**WORK REQUIRED**
Return every line of the records below verbatim, with no pictures in the copy.

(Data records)

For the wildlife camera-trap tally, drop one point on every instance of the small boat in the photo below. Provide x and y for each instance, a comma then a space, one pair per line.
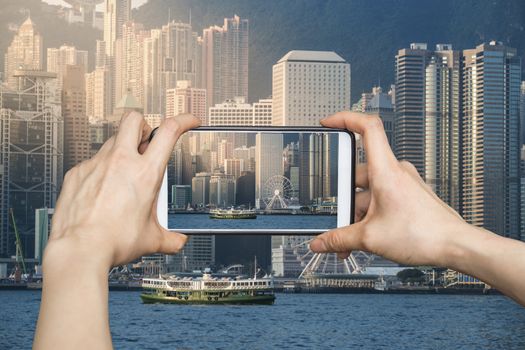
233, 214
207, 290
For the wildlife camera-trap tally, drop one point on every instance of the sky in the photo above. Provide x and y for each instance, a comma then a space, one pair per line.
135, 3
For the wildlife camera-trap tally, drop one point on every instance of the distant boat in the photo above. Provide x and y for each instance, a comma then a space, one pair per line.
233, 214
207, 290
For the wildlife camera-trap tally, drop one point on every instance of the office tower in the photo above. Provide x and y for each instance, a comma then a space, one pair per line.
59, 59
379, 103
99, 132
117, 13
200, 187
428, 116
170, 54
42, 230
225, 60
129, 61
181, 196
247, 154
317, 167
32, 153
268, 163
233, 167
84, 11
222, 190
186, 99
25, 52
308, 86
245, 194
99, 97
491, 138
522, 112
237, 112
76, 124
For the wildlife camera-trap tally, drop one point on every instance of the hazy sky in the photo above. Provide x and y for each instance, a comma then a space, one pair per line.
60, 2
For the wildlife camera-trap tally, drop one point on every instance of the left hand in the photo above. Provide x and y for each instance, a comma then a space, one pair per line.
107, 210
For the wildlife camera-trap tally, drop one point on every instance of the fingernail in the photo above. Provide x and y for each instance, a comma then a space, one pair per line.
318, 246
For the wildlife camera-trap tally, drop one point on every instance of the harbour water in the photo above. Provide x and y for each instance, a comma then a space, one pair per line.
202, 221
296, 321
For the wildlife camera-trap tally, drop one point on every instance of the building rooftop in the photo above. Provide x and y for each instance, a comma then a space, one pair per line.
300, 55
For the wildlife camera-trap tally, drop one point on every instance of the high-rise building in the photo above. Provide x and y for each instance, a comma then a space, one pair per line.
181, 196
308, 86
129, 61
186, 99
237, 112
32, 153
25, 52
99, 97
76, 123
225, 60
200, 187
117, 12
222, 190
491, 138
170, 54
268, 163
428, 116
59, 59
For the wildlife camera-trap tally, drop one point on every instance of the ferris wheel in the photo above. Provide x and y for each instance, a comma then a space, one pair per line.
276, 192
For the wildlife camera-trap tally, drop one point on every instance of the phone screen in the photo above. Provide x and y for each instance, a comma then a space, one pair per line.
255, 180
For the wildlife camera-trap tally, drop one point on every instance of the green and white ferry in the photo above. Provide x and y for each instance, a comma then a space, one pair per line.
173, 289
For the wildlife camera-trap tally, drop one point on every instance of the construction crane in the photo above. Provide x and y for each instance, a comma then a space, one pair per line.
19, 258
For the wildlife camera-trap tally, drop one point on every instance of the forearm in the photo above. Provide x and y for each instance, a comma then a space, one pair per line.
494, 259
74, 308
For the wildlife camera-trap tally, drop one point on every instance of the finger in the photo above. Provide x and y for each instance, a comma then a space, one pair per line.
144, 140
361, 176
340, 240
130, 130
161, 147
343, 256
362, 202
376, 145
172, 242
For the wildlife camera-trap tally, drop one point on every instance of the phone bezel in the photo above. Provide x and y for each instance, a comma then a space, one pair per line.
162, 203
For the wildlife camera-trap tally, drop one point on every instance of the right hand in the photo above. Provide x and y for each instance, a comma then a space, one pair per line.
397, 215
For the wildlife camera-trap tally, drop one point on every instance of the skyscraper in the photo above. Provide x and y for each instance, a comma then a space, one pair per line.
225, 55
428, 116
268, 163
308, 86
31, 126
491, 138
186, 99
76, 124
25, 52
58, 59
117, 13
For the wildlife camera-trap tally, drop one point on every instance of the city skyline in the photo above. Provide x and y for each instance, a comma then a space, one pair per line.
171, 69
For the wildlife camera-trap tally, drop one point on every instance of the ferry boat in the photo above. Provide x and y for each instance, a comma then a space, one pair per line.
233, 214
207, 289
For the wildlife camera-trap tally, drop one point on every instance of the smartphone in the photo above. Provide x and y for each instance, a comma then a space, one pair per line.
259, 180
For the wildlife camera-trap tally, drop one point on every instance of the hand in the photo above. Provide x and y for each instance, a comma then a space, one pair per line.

**COMPLETE RESPONSE**
For the wildlife camera-trap tally, drop one point on every instance of the small boat in the photo below. Provide x and y for each instance, a comma then a space, one pair per line.
233, 214
207, 290
For the wildlife camera-trap tally, drop one point on every instance of the sky in the photo above. Provide x and y for each instance, a comma then a space, one pair per line.
135, 3
For the wildlife camera-trap tally, drop one point on every instance of the distant boat in the photo above. Provide x and y for each instance, a comma then a space, one pair per line.
233, 214
207, 290
For the wildlife camera-trap tally, drop one point on every instance of the office tower in the photo above. Provide x and y for each instance, a comma then a space, one pair per line.
59, 59
379, 103
99, 132
117, 13
200, 187
428, 116
170, 54
42, 230
225, 60
129, 61
181, 196
247, 154
317, 167
32, 153
268, 163
233, 167
84, 11
222, 190
186, 99
25, 52
308, 86
245, 194
99, 97
491, 138
522, 112
237, 112
76, 124
For the wildlife camera-trap tally, drop one point on every instance of the hazy sky in the photo above. Provide x and y for each instance, a comma then a space, one pair per line.
60, 2
For the wildlife camera-trap tally, drop one point on every instance of the left hand in the photo above. Provide x and y for each instance, a comma then a space, one pair per line.
107, 210
For the wildlife camera-trap tally, drop one point on every instance of the fingernail in the photo above. Provide x and y for each instance, a comma then a space, one pair per line.
318, 246
For the wildlife camera-trap tally, drop one point on every instance of the harbour water in the photo above. Provide x and y for each instance, a comma then a space, one pair per line.
202, 221
296, 321
For the wildlife camera-trap tally, drop one point on every instance of the building rooftop in the photo above. Provide x and y for each instance, a comma then a space, one pair per line.
300, 55
For the wildlife camera-trap tally, drop one point on every instance of the high-rise building in the photo above. Provide x and y for each instance, a comma then a space, one pair per line.
181, 196
308, 86
129, 61
186, 99
237, 112
32, 153
25, 52
99, 97
76, 123
225, 60
200, 187
117, 12
222, 190
491, 138
170, 54
268, 163
428, 116
59, 59
For the wildlife camera-trap tally, drop one point on every instance of the ferris wheel in the photo above. Provide x and y for each instance, a comma then a space, one pair per line.
276, 192
For the wildlife camera-trap tally, drop one point on every instance of the phone screen in the photo above. Provide x and y for each instance, a comma then a space, one pair per line.
255, 180
For the wildlife camera-trap tally, drop one point on every instance of the green and white ferry in the photo above. Provide x and y for each instance, a comma then a space, one pair per line.
173, 289
For the wildlife camera-trap tally, drop one point on every instance of the construction crane in the photo above. Provide x and y for each instance, a comma then a space, one pair per line.
19, 258
For the wildlife camera-trap tally, drop one point on every instance of the forearm in the photo above. Provide x and y for each instance, a comma then a space, one pair per line.
494, 259
74, 308
For the wildlife camera-trap tally, drop one point on every instance of the finger in the photo above. Provide x and y for each instance, a comma then a space, one pair per line.
144, 140
361, 176
340, 240
130, 130
161, 147
343, 256
362, 202
376, 145
172, 242
For the wildlife camera-trap tally, drop one point on every instance of the phone bezel in the photo above. Provide x and y for each instance, a comma then a space, one pair per line.
162, 203
For the wildlife camera-trap tally, drop one point on every instance of the right hand in the photo above. Provide x and y for each instance, a comma then a space, one pair per line.
397, 215
For the wildlife camera-trap tally, drop one point on every instance of the skyscraper in the photo above. Provide x and y for each instance, a comma then a space, one pair per line.
225, 55
428, 116
268, 163
308, 86
31, 126
491, 138
186, 99
76, 124
25, 52
58, 59
117, 13
For the wildlife camera-trap tally, drop one point on every instance of the city skyline in the photo above. Provide x and y for each instance, a comma then a space, one pair per line.
171, 69
For the wildlife camera-trap tally, drop one point on every instance of the ferry boat in the photo above. Provide x and y for each instance, a comma then a space, one pair per line.
233, 214
207, 289
For the wildlife camera-trap tally, drop one point on every instance of the smartphone in the photo above. Provide x and y for each instance, a comma then a space, one pair per line.
259, 180
For the wildlife camera-trap tally, drop one point on every instance of the hand in the photo above. Provide x and y for each instance, a comma then a space, one pair per line.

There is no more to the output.